::: Information provided :::

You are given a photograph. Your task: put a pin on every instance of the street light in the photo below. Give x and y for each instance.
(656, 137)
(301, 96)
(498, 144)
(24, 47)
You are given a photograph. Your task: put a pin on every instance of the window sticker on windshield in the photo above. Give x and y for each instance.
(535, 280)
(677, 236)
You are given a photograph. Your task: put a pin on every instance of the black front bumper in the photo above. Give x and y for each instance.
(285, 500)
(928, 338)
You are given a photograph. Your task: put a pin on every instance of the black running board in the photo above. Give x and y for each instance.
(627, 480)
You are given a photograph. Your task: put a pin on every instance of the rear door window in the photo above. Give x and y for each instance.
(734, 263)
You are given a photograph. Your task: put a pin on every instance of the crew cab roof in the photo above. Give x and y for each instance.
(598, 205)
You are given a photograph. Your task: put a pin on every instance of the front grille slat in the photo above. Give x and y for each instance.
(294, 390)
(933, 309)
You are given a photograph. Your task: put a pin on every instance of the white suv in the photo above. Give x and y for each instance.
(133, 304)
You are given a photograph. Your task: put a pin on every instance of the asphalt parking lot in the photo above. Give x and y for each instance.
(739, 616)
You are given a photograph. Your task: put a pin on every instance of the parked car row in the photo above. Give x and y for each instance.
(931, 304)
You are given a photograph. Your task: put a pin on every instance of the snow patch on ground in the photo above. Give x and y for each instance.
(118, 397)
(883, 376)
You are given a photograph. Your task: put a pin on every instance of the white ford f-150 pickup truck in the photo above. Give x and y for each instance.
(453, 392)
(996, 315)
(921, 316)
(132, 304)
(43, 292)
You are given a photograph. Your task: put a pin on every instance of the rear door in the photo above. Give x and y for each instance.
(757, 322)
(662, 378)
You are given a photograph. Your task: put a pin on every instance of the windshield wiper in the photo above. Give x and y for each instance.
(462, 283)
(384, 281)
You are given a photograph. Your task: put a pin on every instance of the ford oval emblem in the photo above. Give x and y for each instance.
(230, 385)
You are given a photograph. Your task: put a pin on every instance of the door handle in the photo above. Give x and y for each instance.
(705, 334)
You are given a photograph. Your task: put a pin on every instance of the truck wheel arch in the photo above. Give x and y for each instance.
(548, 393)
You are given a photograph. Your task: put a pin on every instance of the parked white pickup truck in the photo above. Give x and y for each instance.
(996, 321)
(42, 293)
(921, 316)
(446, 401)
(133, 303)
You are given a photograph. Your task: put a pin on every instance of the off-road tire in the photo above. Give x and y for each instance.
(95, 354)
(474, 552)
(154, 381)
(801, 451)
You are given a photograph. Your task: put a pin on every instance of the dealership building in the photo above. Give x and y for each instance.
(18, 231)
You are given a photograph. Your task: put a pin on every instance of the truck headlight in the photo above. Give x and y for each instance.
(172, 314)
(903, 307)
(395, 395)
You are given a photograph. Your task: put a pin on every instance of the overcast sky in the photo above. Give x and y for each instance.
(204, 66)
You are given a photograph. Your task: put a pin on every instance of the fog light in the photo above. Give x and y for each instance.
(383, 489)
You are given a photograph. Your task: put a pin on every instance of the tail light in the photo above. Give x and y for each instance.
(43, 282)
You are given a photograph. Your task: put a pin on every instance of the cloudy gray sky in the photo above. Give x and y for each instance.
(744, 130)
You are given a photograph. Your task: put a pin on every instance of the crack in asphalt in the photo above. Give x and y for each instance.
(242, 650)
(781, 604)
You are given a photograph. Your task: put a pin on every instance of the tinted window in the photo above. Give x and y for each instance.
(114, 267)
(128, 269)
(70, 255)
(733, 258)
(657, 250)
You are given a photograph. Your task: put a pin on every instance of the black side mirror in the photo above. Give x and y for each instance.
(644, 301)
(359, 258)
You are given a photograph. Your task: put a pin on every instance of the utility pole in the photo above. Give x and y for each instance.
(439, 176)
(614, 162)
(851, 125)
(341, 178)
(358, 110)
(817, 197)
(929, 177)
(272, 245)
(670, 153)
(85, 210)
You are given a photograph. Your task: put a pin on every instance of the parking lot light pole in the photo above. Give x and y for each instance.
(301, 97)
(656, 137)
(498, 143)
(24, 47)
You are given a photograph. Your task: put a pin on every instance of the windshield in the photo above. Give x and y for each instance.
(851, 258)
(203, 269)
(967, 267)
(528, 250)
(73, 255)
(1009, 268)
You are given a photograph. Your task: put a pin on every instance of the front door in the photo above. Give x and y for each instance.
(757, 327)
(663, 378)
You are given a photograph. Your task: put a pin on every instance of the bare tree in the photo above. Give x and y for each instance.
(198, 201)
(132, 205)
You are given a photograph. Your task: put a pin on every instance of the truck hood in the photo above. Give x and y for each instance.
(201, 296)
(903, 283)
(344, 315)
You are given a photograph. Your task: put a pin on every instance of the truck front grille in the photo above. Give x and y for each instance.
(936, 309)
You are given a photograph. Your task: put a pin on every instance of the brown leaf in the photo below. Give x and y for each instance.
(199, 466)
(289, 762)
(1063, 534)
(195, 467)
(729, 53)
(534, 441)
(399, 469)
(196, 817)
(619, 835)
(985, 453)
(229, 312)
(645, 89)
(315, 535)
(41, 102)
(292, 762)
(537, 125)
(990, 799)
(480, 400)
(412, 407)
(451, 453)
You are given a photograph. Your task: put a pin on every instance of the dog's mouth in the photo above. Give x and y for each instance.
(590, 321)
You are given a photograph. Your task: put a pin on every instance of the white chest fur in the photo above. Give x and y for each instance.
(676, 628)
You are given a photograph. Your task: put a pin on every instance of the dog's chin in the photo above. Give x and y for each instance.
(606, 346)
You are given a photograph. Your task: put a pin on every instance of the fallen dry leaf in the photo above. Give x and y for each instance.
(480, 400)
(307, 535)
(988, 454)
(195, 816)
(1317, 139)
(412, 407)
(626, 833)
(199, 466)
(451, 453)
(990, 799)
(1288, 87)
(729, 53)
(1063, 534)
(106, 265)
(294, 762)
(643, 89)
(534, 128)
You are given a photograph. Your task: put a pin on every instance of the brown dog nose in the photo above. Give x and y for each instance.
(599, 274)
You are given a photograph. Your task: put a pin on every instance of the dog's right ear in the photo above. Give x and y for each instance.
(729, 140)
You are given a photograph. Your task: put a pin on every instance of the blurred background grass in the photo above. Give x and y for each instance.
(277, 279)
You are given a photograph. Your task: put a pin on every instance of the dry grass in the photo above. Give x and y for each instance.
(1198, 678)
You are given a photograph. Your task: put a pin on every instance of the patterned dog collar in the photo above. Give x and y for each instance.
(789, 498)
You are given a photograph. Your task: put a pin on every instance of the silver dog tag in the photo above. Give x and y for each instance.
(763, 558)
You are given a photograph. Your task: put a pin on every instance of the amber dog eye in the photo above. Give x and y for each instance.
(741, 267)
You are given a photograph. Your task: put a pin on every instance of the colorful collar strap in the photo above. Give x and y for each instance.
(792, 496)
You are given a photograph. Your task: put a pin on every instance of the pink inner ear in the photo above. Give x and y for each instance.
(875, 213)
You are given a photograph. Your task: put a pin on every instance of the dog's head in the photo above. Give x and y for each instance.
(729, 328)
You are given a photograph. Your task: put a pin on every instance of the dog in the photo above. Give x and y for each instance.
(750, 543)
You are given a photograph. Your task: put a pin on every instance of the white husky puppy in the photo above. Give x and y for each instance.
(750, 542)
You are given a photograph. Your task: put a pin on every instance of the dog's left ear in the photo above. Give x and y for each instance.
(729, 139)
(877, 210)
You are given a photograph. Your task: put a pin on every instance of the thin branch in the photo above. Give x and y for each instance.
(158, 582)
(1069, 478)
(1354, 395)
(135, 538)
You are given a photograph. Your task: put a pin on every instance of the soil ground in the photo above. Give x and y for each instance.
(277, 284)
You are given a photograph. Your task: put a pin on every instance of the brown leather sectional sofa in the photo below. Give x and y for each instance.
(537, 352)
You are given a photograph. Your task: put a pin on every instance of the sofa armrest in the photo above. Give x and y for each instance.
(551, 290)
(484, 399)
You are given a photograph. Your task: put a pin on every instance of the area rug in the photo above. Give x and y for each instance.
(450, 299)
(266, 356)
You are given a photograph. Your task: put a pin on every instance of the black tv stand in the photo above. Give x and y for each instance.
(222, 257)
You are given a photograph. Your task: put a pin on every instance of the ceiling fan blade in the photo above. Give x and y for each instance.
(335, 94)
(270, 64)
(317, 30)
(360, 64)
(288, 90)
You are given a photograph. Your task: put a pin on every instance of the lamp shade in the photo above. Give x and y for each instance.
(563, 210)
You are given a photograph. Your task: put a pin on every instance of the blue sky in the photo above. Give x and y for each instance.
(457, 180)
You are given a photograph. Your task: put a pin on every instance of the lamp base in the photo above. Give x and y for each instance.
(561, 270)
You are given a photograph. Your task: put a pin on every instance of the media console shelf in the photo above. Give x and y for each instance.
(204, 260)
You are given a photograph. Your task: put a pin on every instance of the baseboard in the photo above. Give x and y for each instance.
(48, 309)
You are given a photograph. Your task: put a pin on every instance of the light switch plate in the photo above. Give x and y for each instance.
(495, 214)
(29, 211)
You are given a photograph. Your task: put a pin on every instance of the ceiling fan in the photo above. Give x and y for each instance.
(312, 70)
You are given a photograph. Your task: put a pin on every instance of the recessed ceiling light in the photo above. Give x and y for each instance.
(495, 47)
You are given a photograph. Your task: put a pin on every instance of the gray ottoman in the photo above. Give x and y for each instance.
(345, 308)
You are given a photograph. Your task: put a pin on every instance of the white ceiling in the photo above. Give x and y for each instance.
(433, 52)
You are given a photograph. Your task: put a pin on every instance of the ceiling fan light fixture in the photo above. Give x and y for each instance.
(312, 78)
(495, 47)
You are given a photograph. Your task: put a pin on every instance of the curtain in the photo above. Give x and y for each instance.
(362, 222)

:::

* _Aim_
Update the data from the line with "the dog's mouth" through the line with "(1198, 678)", changing "blurred background grass" to "out-of-focus background grass" and leaving everything else untouched. Return only those lines.

* _Exercise result_
You are given a photograph. Your task: put a pin on every instance of the dog's mouth in the photo above. Give x and y for each instance.
(590, 321)
You are given a photograph. Your task: put a pin on every instance of the white chest fur in the photo above. Give x and y for each instance.
(676, 628)
You are given a photograph. Your task: put a pin on every instance of the dog's chin in the photo above. Give x and y for each instance.
(606, 346)
You are given a photograph. Your task: put a pin on every instance of the fallen dry leaf in the photo above. Give x and y for each instance.
(480, 400)
(307, 535)
(988, 454)
(195, 816)
(1317, 139)
(412, 407)
(626, 833)
(199, 466)
(451, 453)
(990, 799)
(1288, 87)
(729, 53)
(1063, 534)
(106, 265)
(294, 762)
(643, 89)
(534, 128)
You are given a photograph. Your task: put a pin on every instance of the brown dog nose in the photo above. Give x and y for each instance.
(599, 274)
You are given a photograph. Your task: put a pin on every instance of the dog's right ear in the photo above. Give x and y for each instance.
(729, 140)
You are given a photograph. Your task: put a pin on every instance of the out-of-focus background grass in the photo above. Give x and y for each instance.
(277, 279)
You are given a photograph. Your task: put a pin on every instance of the dry grass in the photo above. Give x and y for each instance.
(1198, 678)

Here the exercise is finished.